- EXCERPT TO READ -

= = = =

The opening production of the National Theatre was Hamlet in October 1963, starring Peter O'Toole and directed by Olivier. O'Toole was a guest star, one of occasional exceptions to Olivier's policy of casting productions from a regular company. Among those who made a mark during Olivier's directorship were Michael Gambon, Maggie Smith, Alan Bates, Derek Jacobi and Anthony Hopkins. It was widely remarked that Olivier seemed reluctant to recruit his peers to perform with his company. Evans, Gielgud and Paul Scofield guested only briefly, and Ashcroft and Richardson never appeared at the National during Olivier's time. (Note: Billington describes Olivier's attitude to Richardson and others as "most ungenerous".) Robert Stephens, a member of the company, observed, "Olivier's one great fault was a paranoid jealousy of anyone who he thought was a rival".

In his decade in charge of the National, Olivier acted in thirteen plays and directed eight. Several of the roles he played were minor characters, including a crazed butler in Feydeau's A Flea in Her Ear and a pompous solicitor in Maugham's Home and Beauty; the vulgar soldier Captain Brazen in Farquhar's 1706 comedy The Recruiting Officer was a larger role but not the leading one.

= = = =

(Natural-language descriptions of regions)
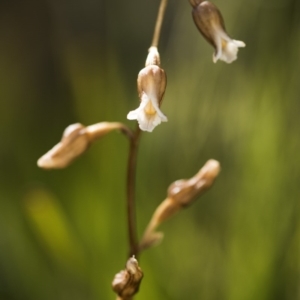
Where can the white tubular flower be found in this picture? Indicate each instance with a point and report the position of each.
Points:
(210, 23)
(151, 83)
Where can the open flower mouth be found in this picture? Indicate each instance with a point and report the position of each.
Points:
(149, 109)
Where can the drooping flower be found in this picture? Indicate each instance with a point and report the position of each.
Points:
(151, 84)
(210, 23)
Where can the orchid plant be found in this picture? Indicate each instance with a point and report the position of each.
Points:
(151, 85)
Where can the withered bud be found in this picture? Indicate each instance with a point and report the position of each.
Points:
(195, 3)
(181, 193)
(151, 83)
(75, 141)
(184, 192)
(210, 23)
(153, 57)
(127, 282)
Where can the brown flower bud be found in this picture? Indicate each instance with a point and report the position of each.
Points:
(210, 23)
(181, 193)
(127, 282)
(75, 141)
(153, 57)
(152, 82)
(184, 192)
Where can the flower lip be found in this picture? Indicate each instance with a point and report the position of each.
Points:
(151, 87)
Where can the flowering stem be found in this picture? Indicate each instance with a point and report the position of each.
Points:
(159, 20)
(131, 170)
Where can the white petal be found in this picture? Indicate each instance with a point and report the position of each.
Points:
(147, 121)
(229, 52)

= = = =

- PROMPT -
Could you repeat the part of the text on Olivier at the National Theatre that opens with the words containing "In his decade" and closes with "the leading one.", switching "butler" to "valet"?

- RESULT OF THIS EXERCISE -
In his decade in charge of the National, Olivier acted in thirteen plays and directed eight. Several of the roles he played were minor characters, including a crazed valet in Feydeau's A Flea in Her Ear and a pompous solicitor in Maugham's Home and Beauty; the vulgar soldier Captain Brazen in Farquhar's 1706 comedy The Recruiting Officer was a larger role but not the leading one.